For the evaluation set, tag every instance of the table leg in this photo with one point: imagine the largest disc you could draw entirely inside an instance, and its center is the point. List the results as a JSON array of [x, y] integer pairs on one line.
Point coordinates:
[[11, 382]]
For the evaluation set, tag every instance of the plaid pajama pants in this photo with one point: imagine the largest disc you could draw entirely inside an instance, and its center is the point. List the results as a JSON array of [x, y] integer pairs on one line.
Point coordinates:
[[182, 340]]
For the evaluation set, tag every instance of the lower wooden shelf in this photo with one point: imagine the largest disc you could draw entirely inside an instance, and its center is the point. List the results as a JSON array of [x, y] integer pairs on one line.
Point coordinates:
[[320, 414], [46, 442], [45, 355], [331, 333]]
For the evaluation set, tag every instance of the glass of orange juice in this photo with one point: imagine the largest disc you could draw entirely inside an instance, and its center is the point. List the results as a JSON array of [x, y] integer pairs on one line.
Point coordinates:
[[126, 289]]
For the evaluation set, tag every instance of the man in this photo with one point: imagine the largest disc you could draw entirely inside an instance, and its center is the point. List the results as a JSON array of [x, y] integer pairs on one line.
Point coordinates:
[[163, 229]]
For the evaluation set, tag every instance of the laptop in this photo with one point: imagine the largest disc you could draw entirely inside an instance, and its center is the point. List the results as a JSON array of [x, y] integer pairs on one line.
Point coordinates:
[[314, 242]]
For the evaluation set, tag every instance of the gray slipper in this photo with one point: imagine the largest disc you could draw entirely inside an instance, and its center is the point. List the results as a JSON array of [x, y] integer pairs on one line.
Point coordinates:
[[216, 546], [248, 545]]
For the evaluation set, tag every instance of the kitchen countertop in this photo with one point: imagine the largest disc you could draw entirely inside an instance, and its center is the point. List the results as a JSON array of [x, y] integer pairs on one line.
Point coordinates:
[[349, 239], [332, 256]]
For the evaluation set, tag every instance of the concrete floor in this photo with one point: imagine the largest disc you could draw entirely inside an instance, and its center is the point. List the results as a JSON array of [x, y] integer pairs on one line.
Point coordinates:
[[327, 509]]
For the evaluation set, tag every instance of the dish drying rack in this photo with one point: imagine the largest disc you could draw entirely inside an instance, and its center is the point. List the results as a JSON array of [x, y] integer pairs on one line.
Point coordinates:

──────────

§ SHORT PROBLEM: Copy all of the entries above word for word, with no changes.

§ OUTPUT FOR THIS EXERCISE:
For the evaluation set, tag every instance of the table leg in this photo with one point: imagine the largest disc you could draw entirely inside an instance, and its center is the point. List the results as a JSON array of [x, y] integer pairs on one line.
Point coordinates:
[[11, 382]]
For the evaluation set, tag every instance of the plaid pajama pants in this photo with one point: imagine the largest disc you could draw entirely inside an instance, and its center is the point. List the results as a JSON array of [x, y] integer pairs on one line.
Point coordinates:
[[182, 340]]
For the evaluation set, tag every instance of the lower wooden shelf in this photo with one point: imagine the largest disc you could draw entirely inside an instance, and its center is the point. List the results as a JSON array of [x, y] integer pairs on one line.
Point coordinates:
[[320, 414], [46, 442], [45, 355], [331, 333]]
For the evaluation set, tag every instance of the glass of orange juice in this photo with one point: imagine the largest disc you could draw entirely inside an instance, and its center is the point. List the results as a JSON array of [x, y] integer pairs on one line.
Point coordinates:
[[126, 289]]
For the evaluation set, tag every instance of the man in this photo with one point: imagine the largest disc you could draw entirely inside an instance, and its center is the point. List the results as a JSON array of [x, y] integer pairs on one line.
Point coordinates:
[[163, 229]]
For the evaluation set, tag every instance of the laptop in this photo with one point: imagine the largest disc you could draw entirely inside an instance, and its center is the point. List the results as a JSON array of [x, y] integer pairs on one line.
Point coordinates:
[[314, 242]]
For the evaluation set, tag every instance of the gray slipper in this photo with one point: imagine the largest disc you could draw entirely inside an instance, and its center is the point. List the results as a JSON array of [x, y] integer pairs on one line.
Point coordinates:
[[216, 546], [248, 545]]
For the evaluation set, tag every instance of the kitchen countertop in this photo with one point: imagine the largest disc you could draw entirely inside an instance, and its center is the point. List the results as a JSON array of [x, y] integer pairs on one line.
Point coordinates:
[[349, 239], [332, 256]]
For the evaluation set, tag every instance of the concrete floor in this photo with one point: imagine the largest disc you could draw entirely inside an instance, and its center is the point. List the results as a JSON array of [x, y] integer pairs on one line.
Point coordinates:
[[327, 509]]
For the evaluation set, tag every instance of the dish drying rack in this photo with one point: imagine the largest disc you could draw entirely inside an instance, and its center is the point. List the results as a JSON array of [x, y] integer pairs on one line.
Point coordinates:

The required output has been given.